* **Task material**
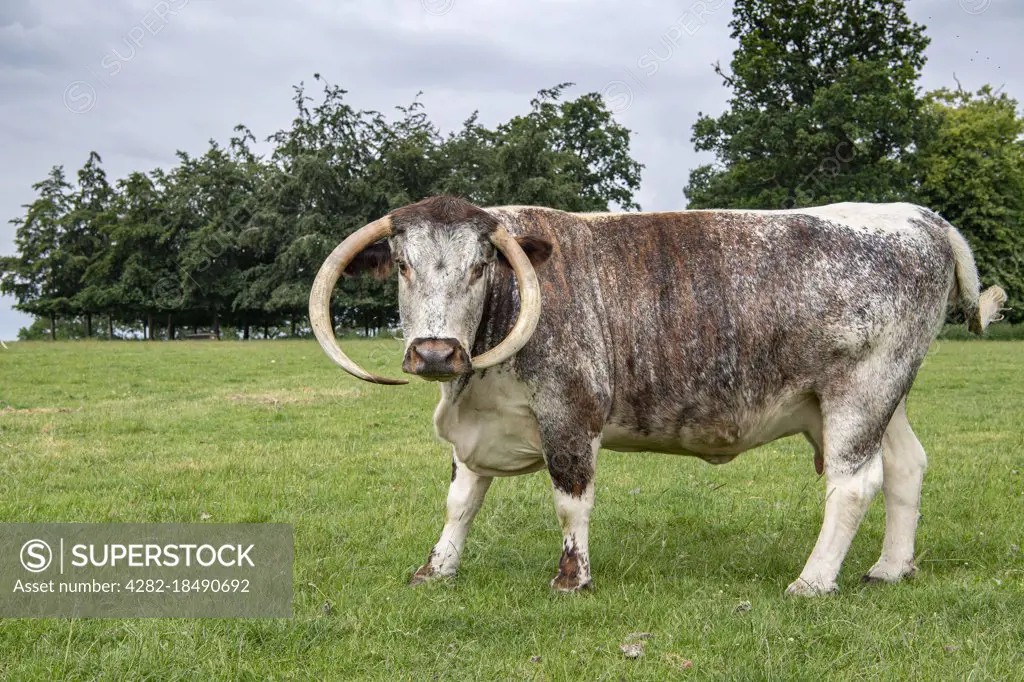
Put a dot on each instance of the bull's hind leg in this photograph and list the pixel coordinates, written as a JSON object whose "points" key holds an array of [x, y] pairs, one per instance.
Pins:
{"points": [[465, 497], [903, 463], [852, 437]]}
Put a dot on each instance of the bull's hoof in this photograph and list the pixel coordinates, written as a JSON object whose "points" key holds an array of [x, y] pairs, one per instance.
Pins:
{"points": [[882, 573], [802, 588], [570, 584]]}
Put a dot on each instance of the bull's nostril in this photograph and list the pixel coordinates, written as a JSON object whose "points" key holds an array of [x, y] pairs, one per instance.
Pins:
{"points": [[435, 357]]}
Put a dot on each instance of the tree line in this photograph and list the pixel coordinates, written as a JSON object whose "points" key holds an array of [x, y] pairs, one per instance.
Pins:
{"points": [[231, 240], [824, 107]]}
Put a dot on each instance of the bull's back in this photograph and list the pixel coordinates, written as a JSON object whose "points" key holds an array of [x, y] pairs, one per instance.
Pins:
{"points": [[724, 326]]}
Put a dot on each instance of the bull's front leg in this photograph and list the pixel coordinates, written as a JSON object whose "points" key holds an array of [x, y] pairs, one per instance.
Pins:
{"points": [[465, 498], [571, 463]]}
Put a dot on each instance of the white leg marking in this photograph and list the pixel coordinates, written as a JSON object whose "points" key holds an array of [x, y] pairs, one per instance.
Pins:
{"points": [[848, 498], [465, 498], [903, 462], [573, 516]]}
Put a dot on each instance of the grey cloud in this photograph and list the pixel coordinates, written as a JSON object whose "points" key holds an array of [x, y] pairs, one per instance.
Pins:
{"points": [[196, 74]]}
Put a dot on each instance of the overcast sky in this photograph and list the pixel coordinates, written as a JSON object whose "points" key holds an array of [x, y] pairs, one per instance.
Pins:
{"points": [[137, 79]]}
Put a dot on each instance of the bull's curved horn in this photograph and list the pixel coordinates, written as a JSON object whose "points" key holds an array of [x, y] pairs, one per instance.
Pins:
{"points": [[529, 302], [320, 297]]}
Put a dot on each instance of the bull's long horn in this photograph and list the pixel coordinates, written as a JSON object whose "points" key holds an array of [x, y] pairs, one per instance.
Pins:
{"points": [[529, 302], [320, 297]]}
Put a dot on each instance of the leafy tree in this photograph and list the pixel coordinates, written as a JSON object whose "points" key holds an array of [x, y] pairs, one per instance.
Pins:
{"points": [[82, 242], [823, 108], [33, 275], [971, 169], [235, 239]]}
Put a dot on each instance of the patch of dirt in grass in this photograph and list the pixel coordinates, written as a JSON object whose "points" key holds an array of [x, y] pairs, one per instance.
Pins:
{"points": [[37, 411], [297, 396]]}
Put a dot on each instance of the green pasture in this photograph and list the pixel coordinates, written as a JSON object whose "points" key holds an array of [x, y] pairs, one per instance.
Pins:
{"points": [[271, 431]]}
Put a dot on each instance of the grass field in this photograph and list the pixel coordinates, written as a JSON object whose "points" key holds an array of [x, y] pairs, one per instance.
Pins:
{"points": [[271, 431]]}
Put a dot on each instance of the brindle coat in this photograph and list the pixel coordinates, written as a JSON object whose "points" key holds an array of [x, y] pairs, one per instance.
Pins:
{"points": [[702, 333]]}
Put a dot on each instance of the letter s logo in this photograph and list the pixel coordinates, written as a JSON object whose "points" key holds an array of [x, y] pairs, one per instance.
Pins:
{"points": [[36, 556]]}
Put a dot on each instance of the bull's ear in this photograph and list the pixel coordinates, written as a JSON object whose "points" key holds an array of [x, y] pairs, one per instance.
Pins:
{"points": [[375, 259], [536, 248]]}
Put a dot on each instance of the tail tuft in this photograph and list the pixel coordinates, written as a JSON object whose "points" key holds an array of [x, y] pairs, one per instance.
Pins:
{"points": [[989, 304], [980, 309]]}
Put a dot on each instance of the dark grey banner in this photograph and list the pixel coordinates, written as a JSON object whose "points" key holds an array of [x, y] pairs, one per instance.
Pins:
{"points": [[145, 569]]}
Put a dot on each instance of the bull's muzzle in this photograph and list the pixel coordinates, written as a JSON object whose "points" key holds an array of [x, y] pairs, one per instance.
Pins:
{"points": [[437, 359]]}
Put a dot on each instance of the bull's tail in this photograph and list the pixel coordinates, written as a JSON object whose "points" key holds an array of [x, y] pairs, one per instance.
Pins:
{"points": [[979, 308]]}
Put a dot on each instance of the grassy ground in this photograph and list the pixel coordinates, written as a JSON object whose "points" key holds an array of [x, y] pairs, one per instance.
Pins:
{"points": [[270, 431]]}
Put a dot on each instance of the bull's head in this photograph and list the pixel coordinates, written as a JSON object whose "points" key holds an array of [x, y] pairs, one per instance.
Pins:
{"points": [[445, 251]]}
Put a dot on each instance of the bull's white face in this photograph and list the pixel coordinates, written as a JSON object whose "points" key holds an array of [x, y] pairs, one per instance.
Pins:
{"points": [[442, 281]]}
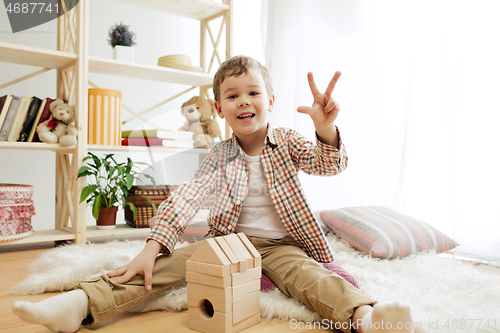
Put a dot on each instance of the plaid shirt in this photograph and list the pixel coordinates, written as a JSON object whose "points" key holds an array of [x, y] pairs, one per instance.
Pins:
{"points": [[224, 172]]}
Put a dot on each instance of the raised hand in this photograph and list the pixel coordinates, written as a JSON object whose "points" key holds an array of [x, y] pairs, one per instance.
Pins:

* **Task objective**
Copy each line of the data that contains the word "white".

* **Task output**
Put a dot on each instance of the white leg marking in this photograph and list the pixel coordinates, written as a JSON object whose "points" key holds an array of [x, y] pairs, one per instance.
Put a dot on each instance of the bull's white face in this photograph and list the pixel coordinates, written as a JSON object whose "points" key holds an array of [x, y] pairs, one per instance.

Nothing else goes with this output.